Records from a collection

== Segment start ==

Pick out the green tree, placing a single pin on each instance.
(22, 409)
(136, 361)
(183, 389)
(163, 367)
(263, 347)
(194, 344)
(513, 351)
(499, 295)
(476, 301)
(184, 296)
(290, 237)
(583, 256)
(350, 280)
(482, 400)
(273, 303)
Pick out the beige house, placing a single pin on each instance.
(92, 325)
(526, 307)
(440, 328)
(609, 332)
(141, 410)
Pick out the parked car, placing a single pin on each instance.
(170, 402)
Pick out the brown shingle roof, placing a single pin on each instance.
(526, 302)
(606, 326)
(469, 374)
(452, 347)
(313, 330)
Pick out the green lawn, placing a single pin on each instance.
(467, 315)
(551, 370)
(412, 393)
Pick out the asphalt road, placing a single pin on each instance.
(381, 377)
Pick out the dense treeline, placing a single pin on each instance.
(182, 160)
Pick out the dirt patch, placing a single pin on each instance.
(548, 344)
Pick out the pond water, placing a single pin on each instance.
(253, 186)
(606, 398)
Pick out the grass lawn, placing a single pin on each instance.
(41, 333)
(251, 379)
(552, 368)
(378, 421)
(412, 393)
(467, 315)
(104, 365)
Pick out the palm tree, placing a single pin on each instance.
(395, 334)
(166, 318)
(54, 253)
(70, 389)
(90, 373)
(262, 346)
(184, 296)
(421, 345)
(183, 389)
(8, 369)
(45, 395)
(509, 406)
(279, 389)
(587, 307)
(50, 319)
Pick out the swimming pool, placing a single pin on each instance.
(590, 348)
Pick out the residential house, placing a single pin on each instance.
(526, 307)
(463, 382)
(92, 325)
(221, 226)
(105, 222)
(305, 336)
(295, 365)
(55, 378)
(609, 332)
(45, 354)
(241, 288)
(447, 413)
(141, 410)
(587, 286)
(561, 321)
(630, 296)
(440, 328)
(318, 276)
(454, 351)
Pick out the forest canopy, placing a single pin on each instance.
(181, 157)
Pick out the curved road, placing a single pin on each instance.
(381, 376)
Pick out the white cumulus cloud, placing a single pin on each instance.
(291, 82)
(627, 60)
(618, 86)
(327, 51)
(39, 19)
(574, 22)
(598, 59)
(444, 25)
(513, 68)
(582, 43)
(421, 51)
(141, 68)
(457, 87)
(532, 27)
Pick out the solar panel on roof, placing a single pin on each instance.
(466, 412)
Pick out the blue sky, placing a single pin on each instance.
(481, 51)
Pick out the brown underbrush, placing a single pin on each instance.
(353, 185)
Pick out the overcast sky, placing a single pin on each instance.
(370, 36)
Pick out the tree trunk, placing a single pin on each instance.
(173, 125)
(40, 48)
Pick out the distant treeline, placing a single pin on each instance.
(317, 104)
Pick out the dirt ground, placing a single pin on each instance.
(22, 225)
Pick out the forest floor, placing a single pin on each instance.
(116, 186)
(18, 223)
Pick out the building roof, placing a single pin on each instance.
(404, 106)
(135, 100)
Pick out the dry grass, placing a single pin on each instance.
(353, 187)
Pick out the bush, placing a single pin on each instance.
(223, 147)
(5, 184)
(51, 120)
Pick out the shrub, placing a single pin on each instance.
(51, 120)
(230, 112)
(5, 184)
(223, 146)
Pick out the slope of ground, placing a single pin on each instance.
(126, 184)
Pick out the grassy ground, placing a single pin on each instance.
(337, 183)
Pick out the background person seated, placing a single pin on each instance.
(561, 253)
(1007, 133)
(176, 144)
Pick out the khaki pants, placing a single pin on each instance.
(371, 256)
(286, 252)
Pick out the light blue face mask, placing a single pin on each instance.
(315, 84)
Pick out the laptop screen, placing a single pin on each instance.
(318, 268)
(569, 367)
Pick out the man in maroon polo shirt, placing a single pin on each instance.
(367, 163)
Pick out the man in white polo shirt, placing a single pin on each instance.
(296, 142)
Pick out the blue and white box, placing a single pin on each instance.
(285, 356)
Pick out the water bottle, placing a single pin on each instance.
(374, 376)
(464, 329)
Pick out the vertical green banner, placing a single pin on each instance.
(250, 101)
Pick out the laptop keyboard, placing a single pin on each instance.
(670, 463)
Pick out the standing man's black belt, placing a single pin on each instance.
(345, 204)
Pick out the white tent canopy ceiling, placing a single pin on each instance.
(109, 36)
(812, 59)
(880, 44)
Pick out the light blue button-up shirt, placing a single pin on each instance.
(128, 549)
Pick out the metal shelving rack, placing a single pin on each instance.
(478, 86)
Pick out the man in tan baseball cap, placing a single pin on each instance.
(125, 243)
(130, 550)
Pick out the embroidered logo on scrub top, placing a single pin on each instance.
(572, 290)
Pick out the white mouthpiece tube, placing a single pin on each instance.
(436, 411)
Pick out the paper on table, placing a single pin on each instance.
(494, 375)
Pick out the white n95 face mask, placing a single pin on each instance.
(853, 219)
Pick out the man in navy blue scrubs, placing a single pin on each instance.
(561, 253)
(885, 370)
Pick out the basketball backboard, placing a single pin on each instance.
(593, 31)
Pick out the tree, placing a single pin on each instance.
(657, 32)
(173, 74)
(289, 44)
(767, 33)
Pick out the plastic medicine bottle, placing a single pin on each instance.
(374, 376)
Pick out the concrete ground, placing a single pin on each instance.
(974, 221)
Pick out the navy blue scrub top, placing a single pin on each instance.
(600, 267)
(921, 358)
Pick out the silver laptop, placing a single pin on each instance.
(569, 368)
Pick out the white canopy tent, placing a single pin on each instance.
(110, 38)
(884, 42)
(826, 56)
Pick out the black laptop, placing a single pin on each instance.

== Segment end ==

Line by line, retype the records with no changes.

■ **RESPONSE TO THE TASK**:
Pick out the green tree, placing a single pin on each instance.
(22, 409)
(136, 361)
(183, 389)
(163, 367)
(263, 347)
(194, 344)
(513, 351)
(499, 295)
(476, 301)
(184, 296)
(290, 237)
(583, 256)
(350, 280)
(482, 400)
(273, 303)
Pick out the beige house, placing a single pin on each instance.
(92, 325)
(526, 307)
(440, 328)
(609, 332)
(141, 410)
Pick out the parked car, placing a single pin on each instance.
(170, 402)
Pick out the brown shingle roof, placing a single pin on each instance.
(526, 302)
(606, 326)
(469, 374)
(452, 347)
(313, 330)
Pick out the green lawn, placing a single pin on each instance.
(467, 315)
(551, 370)
(412, 393)
Pick out the asphalt road, placing a single pin on each instance.
(381, 377)
Pick out the dense treeline, placing a single pin on each instance.
(182, 160)
Pick out the dirt patch, placing a single pin on each instance.
(548, 344)
Pick out the pond water, placing a single pin on each instance.
(253, 186)
(606, 398)
Pick out the grass lawn, placing a single pin on each instance.
(41, 333)
(251, 379)
(552, 368)
(378, 421)
(412, 393)
(467, 315)
(104, 365)
Pick out the palm tree, placing a single pin on each instance.
(395, 334)
(166, 318)
(54, 253)
(70, 389)
(90, 373)
(262, 346)
(184, 296)
(421, 345)
(183, 389)
(8, 369)
(45, 395)
(509, 406)
(279, 389)
(587, 307)
(50, 319)
Pick out the swimming pool, placing a single pin on each instance.
(590, 348)
Pick out the residential house, placing a single pin on each instance.
(526, 307)
(463, 382)
(92, 325)
(221, 226)
(105, 222)
(305, 336)
(295, 365)
(55, 378)
(609, 332)
(45, 354)
(241, 288)
(447, 413)
(141, 410)
(587, 286)
(561, 321)
(630, 296)
(440, 328)
(318, 276)
(454, 351)
Pick out the forest canopy, placing a single pin on each instance.
(181, 157)
Pick out the curved road, placing a single pin on each instance.
(381, 376)
Pick out the white cumulus cloud, placing a single pin on each instance.
(291, 82)
(627, 60)
(618, 86)
(327, 51)
(39, 19)
(574, 22)
(598, 59)
(444, 25)
(513, 68)
(582, 43)
(421, 51)
(141, 68)
(457, 87)
(532, 27)
Pick out the solar panel on roof, placing a single pin on each instance.
(466, 412)
Pick out the blue sky, placing a single pin on each instance.
(481, 51)
Pick out the brown underbrush, placing a single pin on each instance.
(353, 185)
Pick out the overcast sky, placing a single pin on each instance.
(370, 36)
Pick out the tree trunk, placing a single pin on each instance.
(173, 125)
(40, 48)
Pick out the distant treeline, placing a single pin on each instance.
(317, 104)
Pick out the dirt ground, placing a single pin on each instance.
(22, 225)
Pick out the forest floor, placing a single pin on each instance.
(116, 186)
(18, 223)
Pick out the building roof, placing a single pin on each instance.
(404, 106)
(135, 100)
Pick out the dry grass, placing a single pin on each instance.
(353, 187)
Pick out the bush, placing a single pin on each instance.
(223, 147)
(5, 184)
(51, 120)
Pick out the shrub, placing a single pin on each instance.
(51, 120)
(230, 112)
(5, 184)
(223, 146)
Pick out the slope of ground, placing a single pin on each instance.
(126, 184)
Pick out the grassy ground, placing a single pin on each instance.
(337, 183)
Pick out the background person seated, placing a single pin on each instance.
(561, 253)
(1007, 133)
(176, 144)
Pick out the khaki pants, placing a single pin on each instance.
(371, 256)
(286, 252)
Pick out the light blue face mask, placing a single pin on each instance.
(315, 84)
Pick out the laptop screen, placing a single pin on each instance.
(318, 268)
(569, 367)
Pick out the man in maroon polo shirt, placing a single pin on each instance.
(367, 163)
Pick out the man in white polo shirt, placing a single pin on each instance.
(296, 142)
Pick out the blue and white box, placing a single pin on each instance.
(285, 356)
Pick out the water bottle, placing a single pin on each instance.
(374, 376)
(464, 329)
Pick out the vertical green banner, placing a single pin on each instance.
(250, 101)
Pick out the laptop keyboard, placing a single pin on each instance.
(670, 463)
Pick out the standing man's black belt, placing a single pin on each instance.
(345, 204)
Pick out the white tent canopy ceiling, placing a single pin on each instance.
(109, 36)
(812, 59)
(880, 44)
Pick out the light blue button-up shirt, placing a single pin on each instance.
(128, 549)
Pick out the metal shelving rack, placing a single pin on each instance.
(478, 86)
Pick out the man in tan baseball cap, placing a single pin on each instance.
(125, 243)
(130, 550)
Pick out the embroidered logo on scrub top, placing a single pin on each instance.
(572, 290)
Pick out the white mouthpiece tube, placing a single pin on each instance.
(436, 411)
Pick out the paper on table, placing a single pin on each instance.
(494, 375)
Pick out the white n95 face mask, placing a single pin on each instance.
(853, 219)
Pick out the man in navy blue scrubs, placing a single pin on each instance.
(561, 253)
(885, 370)
Pick out the basketball backboard, placing a single pin on each instance.
(593, 31)
Pick out the tree, placing a single pin on each instance.
(657, 32)
(173, 74)
(289, 44)
(767, 33)
Pick out the plastic medicine bottle, placing a single pin on each instance.
(374, 376)
Pick out the concrete ground, placing a single pin on each instance.
(974, 221)
Pick out the navy blue scrub top, placing a single pin on each instance.
(600, 267)
(921, 358)
Pick out the silver laptop, placing a single pin on each instance.
(569, 368)
Pick out the white canopy tent, placing a single pin on each instance.
(110, 38)
(884, 42)
(826, 56)
Pick out the black laptop, placing a single pin on each instance.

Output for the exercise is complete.